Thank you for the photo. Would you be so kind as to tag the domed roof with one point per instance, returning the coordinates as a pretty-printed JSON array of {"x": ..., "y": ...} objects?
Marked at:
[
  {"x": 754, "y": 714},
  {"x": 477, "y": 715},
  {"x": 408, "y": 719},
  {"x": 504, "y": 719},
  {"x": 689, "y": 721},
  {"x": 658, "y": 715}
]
──────────
Stated goal
Reproduce the listing above line for line, with no changes.

Exercise response
Thank you for the photo. Would you be so kind as to tag the domed roof with one point per instance, returning the coordinates as a pretty-printed JSON array of {"x": ..., "y": ...} objects?
Marked at:
[
  {"x": 754, "y": 714},
  {"x": 477, "y": 715},
  {"x": 408, "y": 719},
  {"x": 504, "y": 719},
  {"x": 689, "y": 721},
  {"x": 658, "y": 715}
]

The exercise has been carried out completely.